**Exercise aim**:
Rewrite the passage about Ruby Bridges starting at "Ruby Bridges Hall" and ending at "the only—black student.", renaming "federal marshals" to "U.S. marshals" wherever it appears.

Our work is far from finished. Women’s sports still receive only a sliver of media coverage. The gains in participation still leave too many girls behind, especially young women of color, girls from immigrant families, girls with disabilities, and students from low-income families. And too many women athletes, even when they do have the opportunity to compete, are often paid much less or subjected to a damaging double standard when it comes to behavior. This is especially true of women of color—just ask Serena Williams. But the story of Title IX and the triumph of its “godmothers” remind us that strength in women is an asset to be cultivated, not a character flaw to be overcome.
Ruby Bridges Hall
Hillary and Chelsea
Hillary
Ruby Bridges was only six years old in 1960 when she was escorted by federal marshals past a crowd of angry, hate-filled white protesters into William Frantz Elementary School in New Orleans. She was the first ever—and, for the next year, the only—black student.
Ruby was born in Tylertown, Mississippi, the same year that the Supreme Court ruled in Brown v. the Board of Education that racially segregated schools were unconstitutional. In 1958, her family moved to New Orleans, where she attended a segregated school until the district was ordered by a federal court to integrate. Ruby was one of only six students to pass the “test” the district came up with to prevent black students from entering white schools. Ruby’s mother encouraged her to take advantage of the opportunities that would be afforded her at the previously all-white William Frantz Elementary. Even though her father warned her that it would be daunting, Ruby showed up at her new school on a warm November day after having been forced to miss the first month of school because of the state legislature’s efforts to keep schools segregated.

**Data to examine**:
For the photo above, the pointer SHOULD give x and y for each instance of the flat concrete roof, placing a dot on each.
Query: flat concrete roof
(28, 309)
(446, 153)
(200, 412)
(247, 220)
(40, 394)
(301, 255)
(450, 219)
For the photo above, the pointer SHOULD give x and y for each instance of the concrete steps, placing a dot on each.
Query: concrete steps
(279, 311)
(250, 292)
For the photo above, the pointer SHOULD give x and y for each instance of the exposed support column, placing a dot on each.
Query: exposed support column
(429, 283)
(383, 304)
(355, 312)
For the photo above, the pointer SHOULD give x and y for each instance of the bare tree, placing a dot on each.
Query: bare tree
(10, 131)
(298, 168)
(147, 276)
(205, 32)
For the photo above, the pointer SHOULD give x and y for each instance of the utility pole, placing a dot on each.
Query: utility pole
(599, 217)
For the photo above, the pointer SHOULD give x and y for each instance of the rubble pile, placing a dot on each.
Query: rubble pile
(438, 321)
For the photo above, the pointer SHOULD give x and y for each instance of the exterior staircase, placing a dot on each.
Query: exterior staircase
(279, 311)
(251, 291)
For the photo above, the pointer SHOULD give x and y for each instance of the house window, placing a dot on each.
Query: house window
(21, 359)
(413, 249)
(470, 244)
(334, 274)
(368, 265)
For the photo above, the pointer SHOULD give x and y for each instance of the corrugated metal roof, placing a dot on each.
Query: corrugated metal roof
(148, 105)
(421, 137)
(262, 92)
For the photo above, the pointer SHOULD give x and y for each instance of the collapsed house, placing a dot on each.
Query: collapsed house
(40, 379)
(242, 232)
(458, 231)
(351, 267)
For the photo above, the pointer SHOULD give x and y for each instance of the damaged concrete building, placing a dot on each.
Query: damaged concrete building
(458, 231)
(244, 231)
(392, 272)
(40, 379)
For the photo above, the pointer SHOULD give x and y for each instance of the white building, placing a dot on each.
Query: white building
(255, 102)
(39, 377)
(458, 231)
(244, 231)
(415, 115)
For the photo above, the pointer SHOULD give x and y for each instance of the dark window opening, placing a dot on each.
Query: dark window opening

**Output of the task**:
Ruby Bridges Hall
Hillary and Chelsea
Hillary
Ruby Bridges was only six years old in 1960 when she was escorted by U.S. marshals past a crowd of angry, hate-filled white protesters into William Frantz Elementary School in New Orleans. She was the first ever—and, for the next year, the only—black student.